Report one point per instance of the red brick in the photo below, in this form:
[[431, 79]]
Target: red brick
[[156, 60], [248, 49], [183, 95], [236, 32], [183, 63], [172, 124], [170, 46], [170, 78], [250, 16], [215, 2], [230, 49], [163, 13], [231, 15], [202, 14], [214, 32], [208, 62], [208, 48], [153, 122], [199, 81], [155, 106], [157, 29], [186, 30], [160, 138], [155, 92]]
────────────────────
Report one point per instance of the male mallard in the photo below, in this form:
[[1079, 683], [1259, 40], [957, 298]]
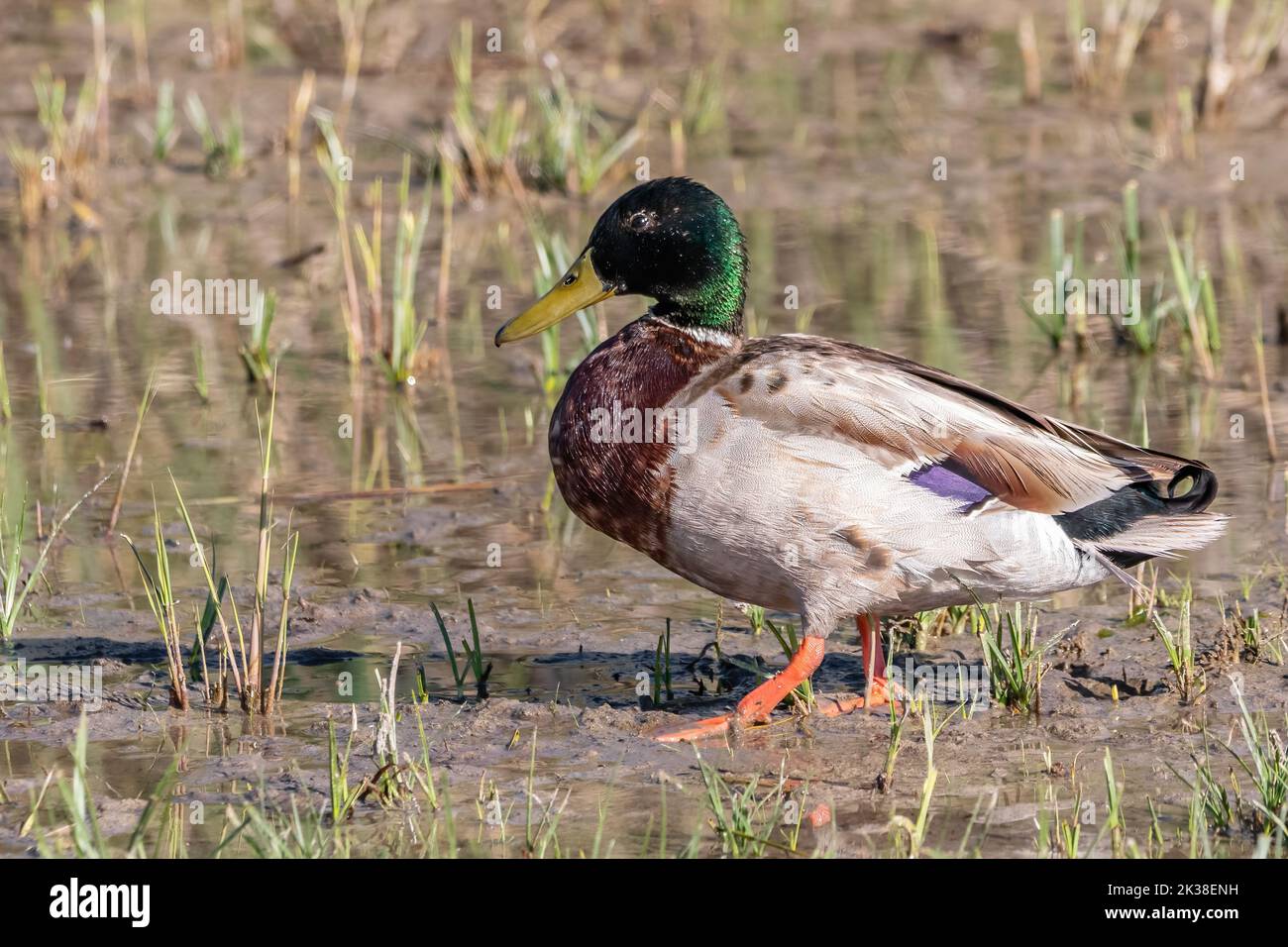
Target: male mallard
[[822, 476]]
────────────────────
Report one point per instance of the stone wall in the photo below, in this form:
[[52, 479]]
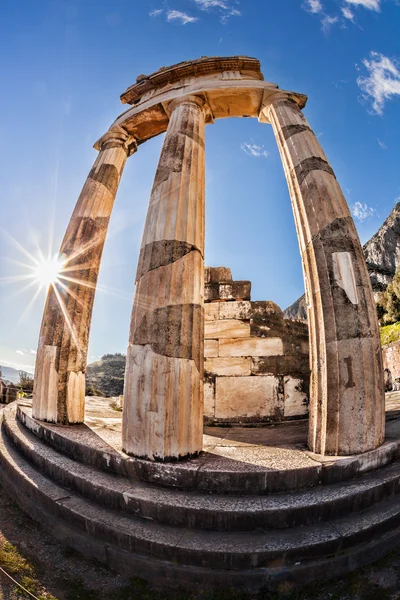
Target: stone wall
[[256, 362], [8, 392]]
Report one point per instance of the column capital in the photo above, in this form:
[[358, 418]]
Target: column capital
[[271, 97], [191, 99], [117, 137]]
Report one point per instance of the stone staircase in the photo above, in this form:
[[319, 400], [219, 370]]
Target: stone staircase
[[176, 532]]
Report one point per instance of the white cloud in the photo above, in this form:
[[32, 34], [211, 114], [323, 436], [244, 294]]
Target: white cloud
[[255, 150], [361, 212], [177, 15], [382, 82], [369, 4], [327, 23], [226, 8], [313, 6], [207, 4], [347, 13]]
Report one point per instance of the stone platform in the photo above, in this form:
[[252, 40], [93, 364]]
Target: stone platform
────────────────────
> TASK TO CARRY OUT
Convert the lines of the items, starting with the line that contains "Report one point per instance of the stone wall" and going on through the line that contains "4], [347, 13]]", into a Markdown table with the columns Row and Item line. Give each line its own row, numbered in order, and leave out blank lines and the pictures.

> FINAL RESULT
| Row | Item line |
|---|---|
| 1 | Report one point per instance of the stone wall in the photo below, in this form: |
| 2 | [[52, 479]] |
| 3 | Target: stone wall |
| 4 | [[256, 362], [8, 392]] |
| 5 | Report one point per instance of the column capital in the photo above, in this form: |
| 6 | [[358, 418]] |
| 7 | Target: column capital |
| 8 | [[271, 97], [191, 99], [117, 137]] |
| 9 | Report one point per instance of the stone staircase in the photo above, in this form: |
| 10 | [[319, 400], [219, 370]] |
| 11 | Target: stone staircase |
| 12 | [[176, 532]] |
| 13 | Report one point per instance of the white cloud in the photo above, in this form: |
| 14 | [[32, 34], [211, 114], [323, 436], [244, 294]] |
| 15 | Target: white cloud |
| 16 | [[255, 150], [361, 212], [177, 15], [382, 82], [369, 4], [327, 23], [226, 8], [313, 6], [207, 4], [347, 13]] |